Referring expression pointing data
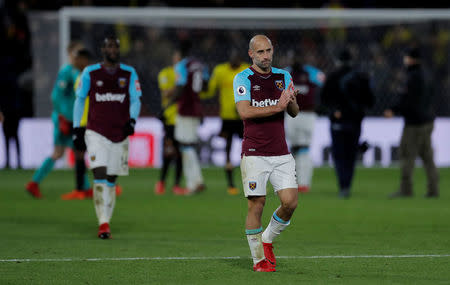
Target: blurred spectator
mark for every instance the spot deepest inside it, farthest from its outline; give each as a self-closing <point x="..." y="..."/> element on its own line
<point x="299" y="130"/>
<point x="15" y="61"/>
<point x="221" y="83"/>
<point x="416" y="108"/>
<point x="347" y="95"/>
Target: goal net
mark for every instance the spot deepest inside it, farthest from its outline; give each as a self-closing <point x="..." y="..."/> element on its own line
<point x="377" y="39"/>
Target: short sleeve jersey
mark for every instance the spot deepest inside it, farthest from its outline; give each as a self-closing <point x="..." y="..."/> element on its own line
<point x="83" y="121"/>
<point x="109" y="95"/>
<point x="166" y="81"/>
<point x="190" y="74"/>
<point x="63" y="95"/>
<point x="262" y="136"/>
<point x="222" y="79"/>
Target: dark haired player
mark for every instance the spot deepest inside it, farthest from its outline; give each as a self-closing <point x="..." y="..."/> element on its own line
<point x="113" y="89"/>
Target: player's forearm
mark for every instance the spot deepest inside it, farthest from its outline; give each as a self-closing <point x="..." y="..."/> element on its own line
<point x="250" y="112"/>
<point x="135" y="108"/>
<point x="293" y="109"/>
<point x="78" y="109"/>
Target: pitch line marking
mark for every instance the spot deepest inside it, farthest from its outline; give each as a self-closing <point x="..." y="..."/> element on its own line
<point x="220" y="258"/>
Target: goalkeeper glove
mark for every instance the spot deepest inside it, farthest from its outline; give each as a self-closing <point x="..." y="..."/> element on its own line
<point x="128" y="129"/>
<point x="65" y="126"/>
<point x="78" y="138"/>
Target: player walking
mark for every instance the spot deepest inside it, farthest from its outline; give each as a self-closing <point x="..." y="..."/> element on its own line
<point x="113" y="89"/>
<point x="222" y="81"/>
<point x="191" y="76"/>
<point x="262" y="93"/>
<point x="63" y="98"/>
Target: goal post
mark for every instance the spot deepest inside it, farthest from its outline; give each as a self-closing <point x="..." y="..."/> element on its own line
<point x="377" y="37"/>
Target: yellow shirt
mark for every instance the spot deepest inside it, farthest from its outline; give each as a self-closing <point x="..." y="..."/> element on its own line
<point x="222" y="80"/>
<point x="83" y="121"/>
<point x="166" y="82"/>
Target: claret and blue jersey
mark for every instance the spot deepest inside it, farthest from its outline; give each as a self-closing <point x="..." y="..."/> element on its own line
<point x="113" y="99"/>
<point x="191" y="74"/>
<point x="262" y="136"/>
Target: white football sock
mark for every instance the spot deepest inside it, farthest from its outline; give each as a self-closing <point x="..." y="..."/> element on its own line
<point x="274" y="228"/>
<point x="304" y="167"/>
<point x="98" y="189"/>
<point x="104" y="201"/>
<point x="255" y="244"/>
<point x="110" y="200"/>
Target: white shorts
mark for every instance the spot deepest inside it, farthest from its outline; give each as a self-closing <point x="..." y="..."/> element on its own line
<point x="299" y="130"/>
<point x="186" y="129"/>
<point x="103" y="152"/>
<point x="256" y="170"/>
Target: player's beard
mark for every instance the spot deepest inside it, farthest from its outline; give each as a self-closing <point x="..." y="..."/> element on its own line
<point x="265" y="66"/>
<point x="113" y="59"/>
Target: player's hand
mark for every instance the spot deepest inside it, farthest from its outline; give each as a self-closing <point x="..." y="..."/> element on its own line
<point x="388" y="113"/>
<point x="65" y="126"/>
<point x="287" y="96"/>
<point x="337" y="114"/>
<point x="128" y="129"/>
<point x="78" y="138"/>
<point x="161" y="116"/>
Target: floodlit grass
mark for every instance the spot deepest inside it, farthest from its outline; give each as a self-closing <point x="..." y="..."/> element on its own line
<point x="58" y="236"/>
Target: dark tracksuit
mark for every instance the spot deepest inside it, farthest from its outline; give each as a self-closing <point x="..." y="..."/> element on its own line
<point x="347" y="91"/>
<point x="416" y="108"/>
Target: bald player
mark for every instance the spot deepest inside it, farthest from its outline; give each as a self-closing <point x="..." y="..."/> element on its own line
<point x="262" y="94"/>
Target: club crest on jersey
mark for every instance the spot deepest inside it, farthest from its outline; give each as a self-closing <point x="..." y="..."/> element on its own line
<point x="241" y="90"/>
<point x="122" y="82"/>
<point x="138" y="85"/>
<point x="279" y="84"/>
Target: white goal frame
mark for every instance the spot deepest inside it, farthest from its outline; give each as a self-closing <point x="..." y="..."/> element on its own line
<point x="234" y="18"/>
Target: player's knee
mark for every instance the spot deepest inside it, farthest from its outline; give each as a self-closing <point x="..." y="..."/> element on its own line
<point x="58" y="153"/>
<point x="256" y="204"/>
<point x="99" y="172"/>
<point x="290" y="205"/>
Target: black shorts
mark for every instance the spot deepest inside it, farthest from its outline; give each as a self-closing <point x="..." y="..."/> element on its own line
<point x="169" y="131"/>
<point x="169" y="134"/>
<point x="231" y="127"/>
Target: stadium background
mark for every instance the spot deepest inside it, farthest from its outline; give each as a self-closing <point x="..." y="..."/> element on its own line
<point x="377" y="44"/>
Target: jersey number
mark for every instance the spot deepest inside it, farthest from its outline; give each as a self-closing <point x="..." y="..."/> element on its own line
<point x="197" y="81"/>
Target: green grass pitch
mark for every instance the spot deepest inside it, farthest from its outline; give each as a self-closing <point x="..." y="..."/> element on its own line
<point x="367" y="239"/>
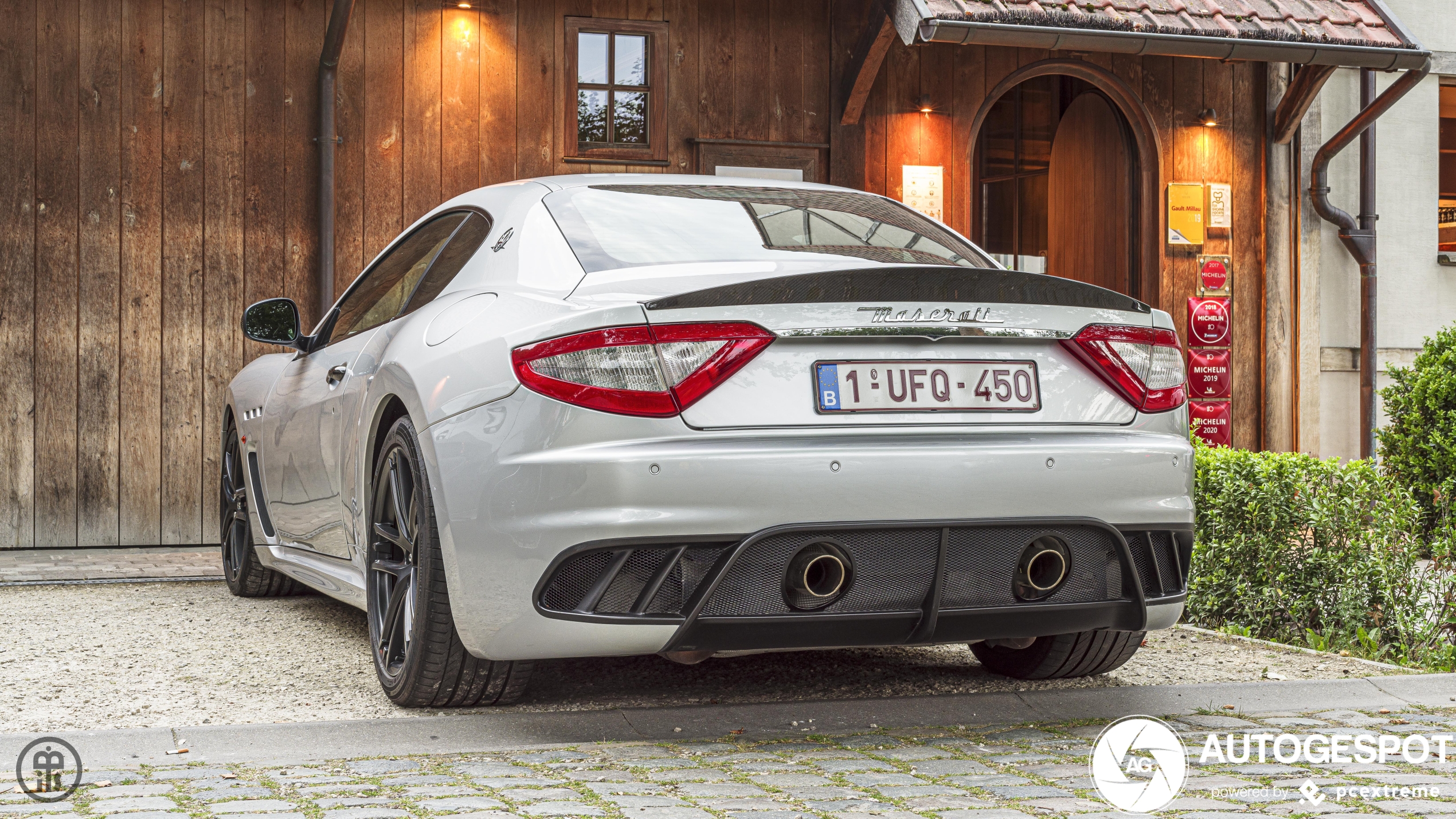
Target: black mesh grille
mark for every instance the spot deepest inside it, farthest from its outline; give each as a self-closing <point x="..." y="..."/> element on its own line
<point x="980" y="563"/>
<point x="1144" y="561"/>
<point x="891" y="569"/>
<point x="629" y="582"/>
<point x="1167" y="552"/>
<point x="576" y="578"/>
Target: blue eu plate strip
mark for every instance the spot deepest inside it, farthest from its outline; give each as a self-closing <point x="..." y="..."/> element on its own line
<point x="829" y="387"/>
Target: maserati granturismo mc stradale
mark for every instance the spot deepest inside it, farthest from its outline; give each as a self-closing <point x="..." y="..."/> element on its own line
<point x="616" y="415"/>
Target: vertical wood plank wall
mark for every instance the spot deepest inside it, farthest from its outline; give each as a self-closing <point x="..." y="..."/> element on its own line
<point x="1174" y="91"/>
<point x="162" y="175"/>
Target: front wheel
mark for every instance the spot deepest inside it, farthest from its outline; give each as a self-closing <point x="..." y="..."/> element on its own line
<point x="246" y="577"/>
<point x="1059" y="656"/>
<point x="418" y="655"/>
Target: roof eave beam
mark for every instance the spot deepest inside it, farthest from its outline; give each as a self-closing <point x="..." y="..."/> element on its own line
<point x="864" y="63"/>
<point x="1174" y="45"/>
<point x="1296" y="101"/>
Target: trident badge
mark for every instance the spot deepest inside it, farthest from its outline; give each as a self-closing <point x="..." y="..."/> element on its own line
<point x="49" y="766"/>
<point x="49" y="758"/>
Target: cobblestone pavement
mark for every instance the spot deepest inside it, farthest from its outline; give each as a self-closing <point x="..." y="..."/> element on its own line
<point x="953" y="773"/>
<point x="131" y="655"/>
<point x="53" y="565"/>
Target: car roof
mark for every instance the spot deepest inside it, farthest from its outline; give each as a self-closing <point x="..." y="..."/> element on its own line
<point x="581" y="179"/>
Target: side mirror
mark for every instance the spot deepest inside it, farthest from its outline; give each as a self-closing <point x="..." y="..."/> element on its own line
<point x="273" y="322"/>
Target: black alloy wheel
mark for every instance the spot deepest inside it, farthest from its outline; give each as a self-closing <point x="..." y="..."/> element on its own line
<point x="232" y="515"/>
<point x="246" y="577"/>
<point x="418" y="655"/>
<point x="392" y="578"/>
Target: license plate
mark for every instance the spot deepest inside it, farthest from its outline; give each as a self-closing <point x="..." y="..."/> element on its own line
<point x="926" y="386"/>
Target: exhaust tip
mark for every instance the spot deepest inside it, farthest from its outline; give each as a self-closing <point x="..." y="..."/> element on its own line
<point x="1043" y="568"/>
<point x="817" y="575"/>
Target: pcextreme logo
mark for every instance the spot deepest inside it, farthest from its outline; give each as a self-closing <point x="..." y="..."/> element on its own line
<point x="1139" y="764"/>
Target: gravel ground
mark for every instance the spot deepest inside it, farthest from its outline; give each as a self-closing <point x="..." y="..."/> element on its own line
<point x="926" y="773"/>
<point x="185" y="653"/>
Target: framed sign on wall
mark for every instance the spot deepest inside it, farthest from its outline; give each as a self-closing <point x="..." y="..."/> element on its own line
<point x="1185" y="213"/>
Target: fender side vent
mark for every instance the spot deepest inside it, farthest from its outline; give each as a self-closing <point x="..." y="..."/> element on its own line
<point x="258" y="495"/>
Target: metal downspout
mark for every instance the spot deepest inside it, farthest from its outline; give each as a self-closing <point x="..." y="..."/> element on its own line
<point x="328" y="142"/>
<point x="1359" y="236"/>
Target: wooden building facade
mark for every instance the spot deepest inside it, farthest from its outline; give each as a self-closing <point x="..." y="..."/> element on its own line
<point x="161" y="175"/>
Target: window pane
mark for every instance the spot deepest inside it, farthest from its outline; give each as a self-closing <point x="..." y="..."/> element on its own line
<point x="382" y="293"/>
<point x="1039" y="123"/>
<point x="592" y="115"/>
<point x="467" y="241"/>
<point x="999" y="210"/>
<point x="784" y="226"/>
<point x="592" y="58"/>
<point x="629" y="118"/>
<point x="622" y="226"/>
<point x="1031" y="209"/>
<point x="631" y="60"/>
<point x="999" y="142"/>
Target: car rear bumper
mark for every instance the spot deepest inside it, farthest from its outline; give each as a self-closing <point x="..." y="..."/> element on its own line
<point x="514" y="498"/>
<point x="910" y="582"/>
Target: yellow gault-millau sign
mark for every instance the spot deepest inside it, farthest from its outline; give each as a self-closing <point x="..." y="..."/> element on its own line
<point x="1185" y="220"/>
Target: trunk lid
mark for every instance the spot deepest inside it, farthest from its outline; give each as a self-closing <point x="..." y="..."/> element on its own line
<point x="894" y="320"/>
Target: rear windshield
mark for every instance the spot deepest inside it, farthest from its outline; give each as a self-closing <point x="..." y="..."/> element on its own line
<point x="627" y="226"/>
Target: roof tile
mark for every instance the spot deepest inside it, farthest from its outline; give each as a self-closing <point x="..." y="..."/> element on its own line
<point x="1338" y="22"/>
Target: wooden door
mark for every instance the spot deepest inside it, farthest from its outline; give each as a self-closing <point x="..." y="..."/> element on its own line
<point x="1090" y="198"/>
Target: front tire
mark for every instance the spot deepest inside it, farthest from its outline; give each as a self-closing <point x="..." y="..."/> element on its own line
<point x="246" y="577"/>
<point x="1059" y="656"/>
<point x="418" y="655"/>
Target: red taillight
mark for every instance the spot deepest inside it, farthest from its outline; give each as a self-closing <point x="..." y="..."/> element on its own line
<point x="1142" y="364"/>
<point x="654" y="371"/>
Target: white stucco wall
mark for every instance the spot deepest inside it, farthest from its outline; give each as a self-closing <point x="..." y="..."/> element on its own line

Task objective: Each line in the data that holds the string "player" should be found and copied.

Task response:
Target: dark haired player
Target: player's forearm
Target: player walking
Target: player's beard
Target: player's hand
Target: bald player
Target: player's knee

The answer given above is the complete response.